EXERCISE SET:
1/ According to the Wallow Fire text, on what date was the fire contained?
2/ Please repeat the part of the Wallow Fire text starting with "The Wallow Fire" and going on through "in Arizona history.".
3/ Write the next part of the Wallow Fire text, picking up after its last sentence.

TEXT SECTION:
+-------+
The Wallow Fire was a wildfire that started in the White Mountains near Alpine, Arizona on May 29, 2011. It was named for the Bear Wallow Wilderness area where the fire originated, The fire eventually spread across the stateline into western New Mexico, United States. By the time the fire was contained on July 8, it had consumed 538,049 acre of land, 522,642 acre in Arizona and 15,407 acre in New Mexico. It was the largest wildfire in Arizona history.

==Cause==
The fire was started accidentally by two men who were camping. They cooperated with prosecutors and pleaded guilty to misdemeanor charges relating to mismanagement of their campfire. In November, 2012 they were ordered to pay restitution in the amount of $3.7 million.

==Response==
The communities of Alpine, Blue River, Greer, Nutrioso, Sunrise, Springerville, Eagar in Arizona, and Luna in New Mexico were evacuated. In addition to other aircraft, a converted DC-10 Very Large Air Tanker ("VLAT"), capable of dropping up to 12,000 gallons of fire retardant in seconds, was deployed to help fight the fire. On June 11, 2011, the leading edge of the fire advanced into Catron County, New Mexico.
+-------+
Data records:
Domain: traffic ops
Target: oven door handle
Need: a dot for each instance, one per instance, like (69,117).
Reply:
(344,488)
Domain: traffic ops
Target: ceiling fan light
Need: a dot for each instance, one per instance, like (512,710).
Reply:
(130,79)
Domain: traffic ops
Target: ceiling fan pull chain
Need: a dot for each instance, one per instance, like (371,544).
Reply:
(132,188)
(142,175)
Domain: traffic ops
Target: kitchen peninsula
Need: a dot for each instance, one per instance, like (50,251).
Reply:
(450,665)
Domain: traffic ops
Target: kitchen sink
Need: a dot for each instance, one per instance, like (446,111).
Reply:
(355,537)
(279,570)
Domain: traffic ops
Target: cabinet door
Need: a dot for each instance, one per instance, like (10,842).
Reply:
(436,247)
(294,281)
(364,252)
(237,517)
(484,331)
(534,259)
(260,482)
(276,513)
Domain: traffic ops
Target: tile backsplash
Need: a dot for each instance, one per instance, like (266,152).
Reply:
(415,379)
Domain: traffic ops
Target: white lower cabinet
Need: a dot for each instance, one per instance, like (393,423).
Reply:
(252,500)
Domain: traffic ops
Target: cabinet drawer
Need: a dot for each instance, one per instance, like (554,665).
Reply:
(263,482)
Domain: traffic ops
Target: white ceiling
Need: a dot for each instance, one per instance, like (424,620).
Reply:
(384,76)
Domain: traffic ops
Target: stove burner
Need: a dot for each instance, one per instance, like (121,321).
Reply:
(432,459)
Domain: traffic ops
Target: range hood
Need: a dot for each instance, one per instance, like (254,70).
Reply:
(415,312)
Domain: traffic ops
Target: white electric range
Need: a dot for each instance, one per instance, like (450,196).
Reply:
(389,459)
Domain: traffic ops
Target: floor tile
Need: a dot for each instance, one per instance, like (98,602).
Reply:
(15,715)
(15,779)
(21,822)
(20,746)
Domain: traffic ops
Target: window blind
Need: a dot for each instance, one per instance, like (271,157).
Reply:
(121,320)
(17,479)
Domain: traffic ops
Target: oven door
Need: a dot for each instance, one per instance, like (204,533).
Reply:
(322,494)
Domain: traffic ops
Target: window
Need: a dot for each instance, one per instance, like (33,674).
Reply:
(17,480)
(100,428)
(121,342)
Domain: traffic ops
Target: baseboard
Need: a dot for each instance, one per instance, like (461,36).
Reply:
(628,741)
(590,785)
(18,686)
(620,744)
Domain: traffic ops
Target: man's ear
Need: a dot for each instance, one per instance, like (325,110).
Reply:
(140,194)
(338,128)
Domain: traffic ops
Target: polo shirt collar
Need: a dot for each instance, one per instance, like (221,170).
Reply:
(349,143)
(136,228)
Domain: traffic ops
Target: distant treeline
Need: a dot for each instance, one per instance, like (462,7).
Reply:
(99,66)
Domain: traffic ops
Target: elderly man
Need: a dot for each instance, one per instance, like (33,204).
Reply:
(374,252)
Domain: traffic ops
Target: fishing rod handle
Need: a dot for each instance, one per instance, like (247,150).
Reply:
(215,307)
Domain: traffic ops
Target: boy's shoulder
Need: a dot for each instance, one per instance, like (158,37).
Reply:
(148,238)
+-------+
RESULTS IN ORDER:
1/ July 8

2/
The Wallow Fire was a wildfire that started in the White Mountains near Alpine, Arizona on May 29, 2011. It was named for the Bear Wallow Wilderness area where the fire originated, The fire eventually spread across the stateline into western New Mexico, United States. By the time the fire was contained on July 8, it had consumed 538,049 acre of land, 522,642 acre in Arizona and 15,407 acre in New Mexico. It was the largest wildfire in Arizona history.

3/
On June 12, evacuations were lifted for Eagar, Springerville and South Fork. On June 14, the Wallow Fire became the largest fire in Arizona history, passing the Rodeo-Chediski Fire, which burned 732 sqmi in 2002. On June 18 and 20, evacuations were lifted for Alpine and Greer and on June 21, the evacuation for Luna, NM was lifted. Additionally, the Apache National Forest was closed to the public.

On July 3, the fire was 95% contained. The Wallow Fire was declared 100% contained as of 6 p.m., July 8.

==Damage==
Four commercial buildings were destroyed; 36 outbuildings were destroyed and one damaged; 32 residences were destroyed and 5 damaged. The estimated cost was $109 million.

==Widespread smoke plume==
The thick smoke in the NASA satellite image was only part of the smoky haze plaguing the continental United States in early June 2011. According to the U.S. Air Quality "Smog Blog ", smoke from fires in Arizona and New Mexico extended through Texas and Oklahoma up into the Great Lakes region, affecting air quality for large areas east of the Rocky Mountains.